__Problem to solve__.
Pictures are to be omitted, and every entry below is to be restated exactly.

__Exercise material__.
"""

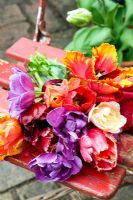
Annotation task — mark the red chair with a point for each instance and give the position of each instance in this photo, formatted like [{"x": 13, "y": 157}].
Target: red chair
[{"x": 101, "y": 185}]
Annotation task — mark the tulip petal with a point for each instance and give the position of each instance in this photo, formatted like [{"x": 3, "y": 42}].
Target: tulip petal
[
  {"x": 80, "y": 65},
  {"x": 106, "y": 58}
]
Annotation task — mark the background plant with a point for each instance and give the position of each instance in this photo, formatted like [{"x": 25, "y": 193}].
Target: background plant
[{"x": 112, "y": 21}]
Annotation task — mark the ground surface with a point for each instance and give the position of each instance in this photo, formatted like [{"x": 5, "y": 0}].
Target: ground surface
[{"x": 17, "y": 19}]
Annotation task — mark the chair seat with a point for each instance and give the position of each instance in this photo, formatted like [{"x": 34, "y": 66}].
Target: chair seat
[{"x": 97, "y": 184}]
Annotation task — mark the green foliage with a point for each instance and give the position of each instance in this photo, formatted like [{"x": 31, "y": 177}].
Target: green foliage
[
  {"x": 111, "y": 22},
  {"x": 44, "y": 69}
]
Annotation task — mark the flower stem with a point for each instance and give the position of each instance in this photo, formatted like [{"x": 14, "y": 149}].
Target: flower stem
[{"x": 39, "y": 80}]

"""

__Result__.
Annotation task — mark the red chair with a point for each instance and give the position of each instance in this photo, formatted like [{"x": 13, "y": 157}].
Target: red chair
[{"x": 101, "y": 185}]
Annotation task — mark the tulip petal with a point for each instance and give the position of each instance in this photo, formatted like [{"x": 3, "y": 42}].
Target: tulip petal
[
  {"x": 80, "y": 65},
  {"x": 106, "y": 58}
]
Annotation task — mark the background plant with a point for each instance and give the position of each instance in this photo, formatted like [{"x": 25, "y": 193}].
Target: background plant
[{"x": 112, "y": 21}]
Annotation task — mark the ground surface with a point for each instance and give the position of each instance in this photo, formatted like [{"x": 5, "y": 0}].
Target: ground surface
[{"x": 17, "y": 19}]
Annotation task — mark the chair seat with a point for each instance and give the position of each instance in this photo, formatted like [{"x": 34, "y": 66}].
Target: chair seat
[{"x": 97, "y": 184}]
Annotation task — mark the green foliage with a point for each instance and give the position of each instance in this photo, formatted like [{"x": 31, "y": 177}].
Target: green foliage
[
  {"x": 111, "y": 22},
  {"x": 44, "y": 69}
]
Annotation task — mark the flower stem with a point for each instance and give the position of each instance in this photo, formatted like [{"x": 14, "y": 149}].
Target: flower stem
[{"x": 39, "y": 80}]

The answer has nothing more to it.